- _AIM OF THE TASK_
What do the lines from the one containing "Ground statue head" through the end of the entries say? Quote them exactly, and only them.

- _Collected data_
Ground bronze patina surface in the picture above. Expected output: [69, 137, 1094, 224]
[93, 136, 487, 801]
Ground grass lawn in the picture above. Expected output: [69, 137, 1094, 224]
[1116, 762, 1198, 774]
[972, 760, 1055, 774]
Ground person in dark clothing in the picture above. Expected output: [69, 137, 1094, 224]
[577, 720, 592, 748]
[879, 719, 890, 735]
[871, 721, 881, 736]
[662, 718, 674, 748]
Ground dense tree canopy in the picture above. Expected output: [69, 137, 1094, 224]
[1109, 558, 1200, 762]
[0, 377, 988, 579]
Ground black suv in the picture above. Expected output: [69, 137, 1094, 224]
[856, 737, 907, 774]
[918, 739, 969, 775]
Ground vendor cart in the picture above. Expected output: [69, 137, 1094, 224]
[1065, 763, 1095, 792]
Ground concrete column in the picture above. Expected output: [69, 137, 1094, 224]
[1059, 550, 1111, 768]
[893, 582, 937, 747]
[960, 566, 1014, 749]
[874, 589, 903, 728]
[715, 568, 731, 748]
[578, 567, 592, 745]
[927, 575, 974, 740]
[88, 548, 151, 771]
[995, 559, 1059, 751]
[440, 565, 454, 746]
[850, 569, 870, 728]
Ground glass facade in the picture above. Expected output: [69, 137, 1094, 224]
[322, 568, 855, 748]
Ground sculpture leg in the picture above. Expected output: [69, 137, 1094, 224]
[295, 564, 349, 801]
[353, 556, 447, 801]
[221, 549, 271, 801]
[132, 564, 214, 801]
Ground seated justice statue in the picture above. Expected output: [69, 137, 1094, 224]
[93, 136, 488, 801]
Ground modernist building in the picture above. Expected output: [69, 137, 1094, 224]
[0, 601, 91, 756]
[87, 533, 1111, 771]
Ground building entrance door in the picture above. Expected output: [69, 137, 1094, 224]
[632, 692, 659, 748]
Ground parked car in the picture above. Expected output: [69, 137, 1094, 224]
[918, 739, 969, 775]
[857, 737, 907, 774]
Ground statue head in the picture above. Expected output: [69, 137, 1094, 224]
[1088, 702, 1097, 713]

- _ANSWER TO THIS PROBLEM_
Ground statue head in the picture above. Expected output: [69, 137, 1094, 224]
[1088, 702, 1097, 713]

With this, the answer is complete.